> **Task instructions**
Please rewrite all the items below, replacing "Detect" with "Locate" and keeping everything else the same.

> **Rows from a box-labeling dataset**
>> START

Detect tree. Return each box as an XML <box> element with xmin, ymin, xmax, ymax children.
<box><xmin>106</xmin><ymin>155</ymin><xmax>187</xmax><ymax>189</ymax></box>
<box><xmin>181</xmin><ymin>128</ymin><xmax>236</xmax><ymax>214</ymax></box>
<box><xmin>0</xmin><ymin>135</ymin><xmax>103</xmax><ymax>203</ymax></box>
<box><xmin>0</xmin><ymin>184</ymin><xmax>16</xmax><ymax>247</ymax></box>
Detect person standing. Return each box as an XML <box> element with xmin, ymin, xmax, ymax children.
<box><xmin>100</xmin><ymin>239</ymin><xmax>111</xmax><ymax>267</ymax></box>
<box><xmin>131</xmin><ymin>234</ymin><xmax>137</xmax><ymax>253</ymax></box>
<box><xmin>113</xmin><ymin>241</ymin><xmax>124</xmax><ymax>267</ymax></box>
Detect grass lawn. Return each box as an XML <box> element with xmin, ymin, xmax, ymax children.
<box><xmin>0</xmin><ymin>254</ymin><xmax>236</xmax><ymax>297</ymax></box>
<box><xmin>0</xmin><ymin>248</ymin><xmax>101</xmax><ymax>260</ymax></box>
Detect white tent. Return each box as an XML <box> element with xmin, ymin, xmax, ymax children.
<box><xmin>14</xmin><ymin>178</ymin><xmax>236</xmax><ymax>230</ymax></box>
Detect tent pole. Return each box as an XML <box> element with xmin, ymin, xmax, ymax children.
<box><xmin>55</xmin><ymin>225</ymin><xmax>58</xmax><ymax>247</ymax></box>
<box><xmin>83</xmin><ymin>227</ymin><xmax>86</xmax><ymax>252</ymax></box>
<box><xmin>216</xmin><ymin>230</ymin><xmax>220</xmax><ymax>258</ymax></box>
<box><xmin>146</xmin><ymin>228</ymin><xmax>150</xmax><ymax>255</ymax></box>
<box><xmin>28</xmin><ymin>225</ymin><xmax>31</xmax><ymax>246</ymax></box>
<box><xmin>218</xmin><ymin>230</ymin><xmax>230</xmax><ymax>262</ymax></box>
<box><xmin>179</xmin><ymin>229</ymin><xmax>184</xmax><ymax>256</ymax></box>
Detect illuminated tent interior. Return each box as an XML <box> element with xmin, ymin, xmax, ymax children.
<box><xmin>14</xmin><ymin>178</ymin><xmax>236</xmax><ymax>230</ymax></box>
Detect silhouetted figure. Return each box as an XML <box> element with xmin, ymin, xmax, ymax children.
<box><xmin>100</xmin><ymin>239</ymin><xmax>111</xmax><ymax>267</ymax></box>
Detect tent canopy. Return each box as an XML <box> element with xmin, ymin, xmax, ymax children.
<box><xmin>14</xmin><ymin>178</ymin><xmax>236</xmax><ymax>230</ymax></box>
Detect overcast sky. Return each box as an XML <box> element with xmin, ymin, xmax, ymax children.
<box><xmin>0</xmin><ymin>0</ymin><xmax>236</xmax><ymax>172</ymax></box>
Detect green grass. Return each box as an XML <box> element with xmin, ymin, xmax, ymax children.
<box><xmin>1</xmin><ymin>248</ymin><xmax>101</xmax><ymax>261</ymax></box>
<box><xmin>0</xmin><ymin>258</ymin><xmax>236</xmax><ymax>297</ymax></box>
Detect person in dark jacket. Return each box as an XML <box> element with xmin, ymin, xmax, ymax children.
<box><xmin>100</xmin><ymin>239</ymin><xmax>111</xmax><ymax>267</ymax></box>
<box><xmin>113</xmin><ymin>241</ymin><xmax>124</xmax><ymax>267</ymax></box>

>> END

> **Output of the exercise**
Locate tree. Return each box as an XML <box> element with xmin, ymin, xmax, ymax children.
<box><xmin>106</xmin><ymin>155</ymin><xmax>187</xmax><ymax>189</ymax></box>
<box><xmin>181</xmin><ymin>128</ymin><xmax>236</xmax><ymax>214</ymax></box>
<box><xmin>0</xmin><ymin>135</ymin><xmax>103</xmax><ymax>203</ymax></box>
<box><xmin>0</xmin><ymin>184</ymin><xmax>16</xmax><ymax>247</ymax></box>
Locate person standing. Return each box as an XML <box> element with xmin, ymin, xmax, ymax children.
<box><xmin>100</xmin><ymin>239</ymin><xmax>111</xmax><ymax>267</ymax></box>
<box><xmin>131</xmin><ymin>234</ymin><xmax>137</xmax><ymax>253</ymax></box>
<box><xmin>113</xmin><ymin>241</ymin><xmax>124</xmax><ymax>267</ymax></box>
Locate grass lawn. Return each box as an XML <box> element with xmin, ymin, xmax, ymax children.
<box><xmin>0</xmin><ymin>254</ymin><xmax>236</xmax><ymax>297</ymax></box>
<box><xmin>0</xmin><ymin>248</ymin><xmax>101</xmax><ymax>260</ymax></box>
Locate white tent. Return each box as an XML <box> element with xmin, ymin, xmax, ymax children.
<box><xmin>14</xmin><ymin>178</ymin><xmax>236</xmax><ymax>230</ymax></box>
Locate tent pole. Return each box as an XML <box> element with xmin, ymin, xmax, ymax children.
<box><xmin>55</xmin><ymin>225</ymin><xmax>58</xmax><ymax>247</ymax></box>
<box><xmin>83</xmin><ymin>227</ymin><xmax>86</xmax><ymax>252</ymax></box>
<box><xmin>216</xmin><ymin>230</ymin><xmax>220</xmax><ymax>258</ymax></box>
<box><xmin>146</xmin><ymin>228</ymin><xmax>150</xmax><ymax>255</ymax></box>
<box><xmin>28</xmin><ymin>225</ymin><xmax>31</xmax><ymax>246</ymax></box>
<box><xmin>218</xmin><ymin>230</ymin><xmax>230</xmax><ymax>262</ymax></box>
<box><xmin>179</xmin><ymin>229</ymin><xmax>184</xmax><ymax>256</ymax></box>
Locate illuminated tent interior. Return each box as an XML <box> element with xmin, ymin, xmax, ymax children.
<box><xmin>14</xmin><ymin>178</ymin><xmax>236</xmax><ymax>230</ymax></box>
Locate silhouetted figure. Return each box as an XML <box> element with xmin, ymin, xmax, ymax children.
<box><xmin>100</xmin><ymin>239</ymin><xmax>111</xmax><ymax>267</ymax></box>
Locate tent canopy. Return each box as an XML <box> element with xmin, ymin, xmax, ymax children.
<box><xmin>14</xmin><ymin>178</ymin><xmax>236</xmax><ymax>230</ymax></box>
Locate overcast sky. Return each box as an XML <box> element with xmin, ymin, xmax, ymax children.
<box><xmin>0</xmin><ymin>0</ymin><xmax>236</xmax><ymax>172</ymax></box>
Locate green grass. Return each box as an XML <box> element with xmin, ymin, xmax, ymax children.
<box><xmin>1</xmin><ymin>248</ymin><xmax>101</xmax><ymax>261</ymax></box>
<box><xmin>0</xmin><ymin>258</ymin><xmax>236</xmax><ymax>297</ymax></box>
Locate person in dark jacket. Return each box as an XML <box> element with xmin, ymin, xmax, ymax children.
<box><xmin>100</xmin><ymin>239</ymin><xmax>111</xmax><ymax>267</ymax></box>
<box><xmin>113</xmin><ymin>241</ymin><xmax>124</xmax><ymax>267</ymax></box>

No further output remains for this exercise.